**Latihan Singkat 1:** Tulis kembali baris-baris entri, mulai dari awal entri sampai baris yang memuat "(0, 349), (23, 371)", keduanya ikut dan permintaannya juga disertakan. Geser setiap angka koordinat pada jawaban dengan menambahkan 60, tetapi biarkan angka dalam permintaan dan contoh formatnya apa adanya.

**Kutipan Sumber:**
•••
Jambi Cetak Sejarah, Nol Desa Sangat Tertinggal

Oleh: jambi1
Pada : WIB
Rubrik
Logika Pemerintahan
IST

Pagi ini ada yang beda. Saya diminta Dr Fahmi Rasid,--koordinator sekretariat Tenaga Ahli Gubernur (TAG)--, mewakili kawan-kawan TAG untuk bicara di forum terhormat. Dialog interaktif bersama RRI. Di Aula Bappeda Provinsi Jambi yang sejuk ini, saya duduk bersama seorang ahli perencanaan, Pak Nico Fransisca. Dipandu duo host keren RRI, Akhmad Kharis dan Hasti Wulandari.

Topiknya berat. "Dari Desa untuk Jambi". Tapi saya justru mau memulainya dengan satu kalimat ringan. Sangat ringan, tapi isinya berat. Begini kalimatnya. di Jambi, kini, sudah tidak ada lagi desa yang statusnya "Sangat Tertinggal".

Nol. Habis.
•••
**Latihan Singkat 2:** Sebutkan semua nama orang yang disebut dalam kutipan sumber di atas.

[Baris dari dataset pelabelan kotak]
•••
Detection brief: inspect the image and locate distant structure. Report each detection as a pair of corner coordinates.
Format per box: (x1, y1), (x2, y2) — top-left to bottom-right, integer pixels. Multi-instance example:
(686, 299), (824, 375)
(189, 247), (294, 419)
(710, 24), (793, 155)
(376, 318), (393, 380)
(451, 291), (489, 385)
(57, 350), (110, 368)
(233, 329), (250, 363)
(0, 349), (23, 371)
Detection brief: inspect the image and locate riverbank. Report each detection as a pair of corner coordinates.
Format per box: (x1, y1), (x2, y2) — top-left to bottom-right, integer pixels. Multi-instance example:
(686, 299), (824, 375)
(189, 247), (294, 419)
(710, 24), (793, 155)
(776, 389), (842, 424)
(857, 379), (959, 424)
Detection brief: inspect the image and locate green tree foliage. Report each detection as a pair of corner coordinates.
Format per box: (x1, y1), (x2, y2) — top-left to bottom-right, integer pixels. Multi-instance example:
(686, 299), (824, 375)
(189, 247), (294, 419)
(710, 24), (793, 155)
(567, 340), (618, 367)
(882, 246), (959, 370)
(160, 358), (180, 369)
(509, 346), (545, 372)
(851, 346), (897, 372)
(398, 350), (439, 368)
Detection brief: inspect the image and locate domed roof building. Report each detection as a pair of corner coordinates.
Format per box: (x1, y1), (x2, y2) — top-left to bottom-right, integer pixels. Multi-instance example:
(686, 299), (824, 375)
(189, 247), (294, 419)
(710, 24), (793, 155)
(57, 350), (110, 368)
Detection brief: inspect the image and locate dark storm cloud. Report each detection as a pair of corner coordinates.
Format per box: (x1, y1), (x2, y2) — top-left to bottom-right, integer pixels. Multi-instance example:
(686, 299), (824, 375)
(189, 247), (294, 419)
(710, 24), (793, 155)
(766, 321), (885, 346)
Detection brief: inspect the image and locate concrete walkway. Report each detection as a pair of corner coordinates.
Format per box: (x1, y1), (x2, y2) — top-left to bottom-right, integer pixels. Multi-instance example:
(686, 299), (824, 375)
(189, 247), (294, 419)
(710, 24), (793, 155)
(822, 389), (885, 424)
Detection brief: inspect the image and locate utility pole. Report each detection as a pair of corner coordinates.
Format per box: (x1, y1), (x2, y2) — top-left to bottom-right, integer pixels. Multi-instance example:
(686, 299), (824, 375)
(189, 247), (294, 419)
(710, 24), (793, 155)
•••
**Jawaban Tugas 1:**
Detection brief: inspect the image and locate distant structure. Report each detection as a pair of corner coordinates.
Format per box: (x1, y1), (x2, y2) — top-left to bottom-right, integer pixels. Multi-instance example:
(686, 299), (824, 375)
(189, 247), (294, 419)
(710, 24), (793, 155)
(436, 378), (453, 440)
(511, 351), (549, 445)
(117, 410), (170, 428)
(293, 389), (310, 423)
(60, 409), (83, 431)

**Jawaban Tugas 2:** Dr Fahmi Rasid, Pak Nico Fransisca, Akhmad Kharis, Hasti Wulandari